MATERIAL SUPPLIED:

◆ ◆ ◆ ◆ ◆ ◆ ◆

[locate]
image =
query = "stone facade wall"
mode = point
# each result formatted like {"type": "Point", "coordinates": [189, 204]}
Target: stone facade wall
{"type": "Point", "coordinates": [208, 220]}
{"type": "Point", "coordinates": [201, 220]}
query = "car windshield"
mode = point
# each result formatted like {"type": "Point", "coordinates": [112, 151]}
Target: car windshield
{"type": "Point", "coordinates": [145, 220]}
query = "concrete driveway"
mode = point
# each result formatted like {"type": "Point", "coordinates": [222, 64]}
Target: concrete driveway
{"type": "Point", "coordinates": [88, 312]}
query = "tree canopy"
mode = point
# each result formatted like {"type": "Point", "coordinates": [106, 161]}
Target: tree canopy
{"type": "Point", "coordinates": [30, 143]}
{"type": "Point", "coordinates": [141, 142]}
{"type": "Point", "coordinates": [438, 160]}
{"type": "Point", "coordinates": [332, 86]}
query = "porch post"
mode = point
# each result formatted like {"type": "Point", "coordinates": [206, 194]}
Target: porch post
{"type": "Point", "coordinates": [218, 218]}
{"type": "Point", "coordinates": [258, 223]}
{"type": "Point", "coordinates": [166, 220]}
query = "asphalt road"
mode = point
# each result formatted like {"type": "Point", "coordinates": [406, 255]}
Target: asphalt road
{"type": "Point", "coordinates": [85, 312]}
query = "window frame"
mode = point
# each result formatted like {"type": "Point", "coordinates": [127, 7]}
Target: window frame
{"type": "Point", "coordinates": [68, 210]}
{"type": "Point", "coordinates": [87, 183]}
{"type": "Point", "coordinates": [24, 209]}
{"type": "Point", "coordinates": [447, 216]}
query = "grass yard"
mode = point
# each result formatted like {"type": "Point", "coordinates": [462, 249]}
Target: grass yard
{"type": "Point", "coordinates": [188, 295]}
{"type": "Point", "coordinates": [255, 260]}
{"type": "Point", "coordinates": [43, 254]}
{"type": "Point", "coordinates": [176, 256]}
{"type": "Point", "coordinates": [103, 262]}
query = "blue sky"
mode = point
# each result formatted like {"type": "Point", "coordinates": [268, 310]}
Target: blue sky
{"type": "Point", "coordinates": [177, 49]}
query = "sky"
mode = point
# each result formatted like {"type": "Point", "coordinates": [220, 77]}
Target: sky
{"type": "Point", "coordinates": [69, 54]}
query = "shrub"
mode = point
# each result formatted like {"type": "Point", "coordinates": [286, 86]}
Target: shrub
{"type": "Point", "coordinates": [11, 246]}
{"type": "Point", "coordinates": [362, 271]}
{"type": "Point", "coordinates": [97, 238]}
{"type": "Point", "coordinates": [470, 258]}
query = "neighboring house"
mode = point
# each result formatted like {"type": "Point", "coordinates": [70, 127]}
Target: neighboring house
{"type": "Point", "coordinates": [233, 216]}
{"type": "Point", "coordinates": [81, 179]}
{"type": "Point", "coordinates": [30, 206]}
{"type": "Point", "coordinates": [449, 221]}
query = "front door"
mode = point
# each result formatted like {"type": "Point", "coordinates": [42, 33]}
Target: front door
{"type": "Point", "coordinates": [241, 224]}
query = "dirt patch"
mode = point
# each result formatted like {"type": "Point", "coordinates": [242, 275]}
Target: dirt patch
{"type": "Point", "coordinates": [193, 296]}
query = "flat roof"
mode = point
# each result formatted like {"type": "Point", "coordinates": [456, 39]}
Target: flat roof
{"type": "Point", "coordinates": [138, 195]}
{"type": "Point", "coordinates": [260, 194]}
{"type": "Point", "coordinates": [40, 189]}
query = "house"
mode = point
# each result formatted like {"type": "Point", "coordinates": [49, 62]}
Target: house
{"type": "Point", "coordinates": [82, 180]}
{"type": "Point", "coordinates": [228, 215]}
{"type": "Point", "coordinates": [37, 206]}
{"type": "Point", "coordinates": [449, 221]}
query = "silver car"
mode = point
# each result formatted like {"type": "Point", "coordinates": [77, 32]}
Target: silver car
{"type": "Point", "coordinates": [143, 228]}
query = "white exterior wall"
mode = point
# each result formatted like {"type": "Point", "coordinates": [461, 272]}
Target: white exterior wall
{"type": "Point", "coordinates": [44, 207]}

◆ ◆ ◆ ◆ ◆ ◆ ◆

WORK TASK:
Your reply should consist of the records, duplicated exactly.

WRITTEN ANSWER:
[locate]
image =
query = "stone facade wall"
mode = point
# each result formatted like {"type": "Point", "coordinates": [189, 204]}
Target: stone facade wall
{"type": "Point", "coordinates": [208, 220]}
{"type": "Point", "coordinates": [201, 220]}
query = "car windshield"
mode = point
# each result formatted like {"type": "Point", "coordinates": [112, 151]}
Target: car windshield
{"type": "Point", "coordinates": [145, 220]}
query = "concrete driveway"
mode = point
# each result formatted like {"type": "Point", "coordinates": [222, 64]}
Target: concrete driveway
{"type": "Point", "coordinates": [88, 312]}
query = "tree canopy"
mode = point
# each result formatted like {"type": "Point", "coordinates": [106, 161]}
Target: tree canopy
{"type": "Point", "coordinates": [30, 143]}
{"type": "Point", "coordinates": [141, 142]}
{"type": "Point", "coordinates": [438, 160]}
{"type": "Point", "coordinates": [332, 86]}
query = "porch post"
mode = point
# each result formatted like {"type": "Point", "coordinates": [206, 194]}
Target: porch post
{"type": "Point", "coordinates": [218, 218]}
{"type": "Point", "coordinates": [258, 223]}
{"type": "Point", "coordinates": [166, 220]}
query = "asphalt road"
mode = point
# each result formatted like {"type": "Point", "coordinates": [406, 255]}
Target: asphalt road
{"type": "Point", "coordinates": [85, 312]}
query = "window frame"
mode = point
# each result formatted like {"type": "Point", "coordinates": [127, 7]}
Target: window frame
{"type": "Point", "coordinates": [68, 210]}
{"type": "Point", "coordinates": [87, 183]}
{"type": "Point", "coordinates": [24, 209]}
{"type": "Point", "coordinates": [447, 216]}
query = "grass yard"
mode = point
# each result formatted like {"type": "Point", "coordinates": [462, 249]}
Target: grass yard
{"type": "Point", "coordinates": [188, 295]}
{"type": "Point", "coordinates": [255, 260]}
{"type": "Point", "coordinates": [43, 254]}
{"type": "Point", "coordinates": [176, 256]}
{"type": "Point", "coordinates": [103, 262]}
query = "blue sky"
mode = point
# each result formatted like {"type": "Point", "coordinates": [268, 310]}
Target: blue sky
{"type": "Point", "coordinates": [177, 49]}
query = "sky"
mode = point
# each result formatted like {"type": "Point", "coordinates": [220, 77]}
Target: sky
{"type": "Point", "coordinates": [69, 54]}
query = "shrub"
mode = point
# each result formatted like {"type": "Point", "coordinates": [286, 86]}
Target: shrub
{"type": "Point", "coordinates": [11, 246]}
{"type": "Point", "coordinates": [362, 271]}
{"type": "Point", "coordinates": [97, 238]}
{"type": "Point", "coordinates": [470, 258]}
query = "neighboring house"
mode = point
# each result formatted like {"type": "Point", "coordinates": [70, 127]}
Target: neighboring house
{"type": "Point", "coordinates": [233, 216]}
{"type": "Point", "coordinates": [81, 179]}
{"type": "Point", "coordinates": [30, 206]}
{"type": "Point", "coordinates": [449, 221]}
query = "front door"
mode = point
# each result formatted like {"type": "Point", "coordinates": [42, 33]}
Target: front door
{"type": "Point", "coordinates": [241, 224]}
query = "dirt patch"
mode = point
# each result formatted like {"type": "Point", "coordinates": [242, 275]}
Target: dirt patch
{"type": "Point", "coordinates": [193, 296]}
query = "flat roof"
mode = point
# each result formatted like {"type": "Point", "coordinates": [456, 39]}
Target: flat roof
{"type": "Point", "coordinates": [138, 195]}
{"type": "Point", "coordinates": [260, 194]}
{"type": "Point", "coordinates": [40, 189]}
query = "house"
mode = point
# each result formatted like {"type": "Point", "coordinates": [49, 62]}
Target: house
{"type": "Point", "coordinates": [82, 180]}
{"type": "Point", "coordinates": [228, 215]}
{"type": "Point", "coordinates": [37, 206]}
{"type": "Point", "coordinates": [449, 221]}
query = "silver car"
mode = point
# each result formatted like {"type": "Point", "coordinates": [77, 32]}
Target: silver car
{"type": "Point", "coordinates": [143, 228]}
query = "white exterior wall"
mode = point
# each result formatted like {"type": "Point", "coordinates": [461, 272]}
Target: white exterior wall
{"type": "Point", "coordinates": [44, 207]}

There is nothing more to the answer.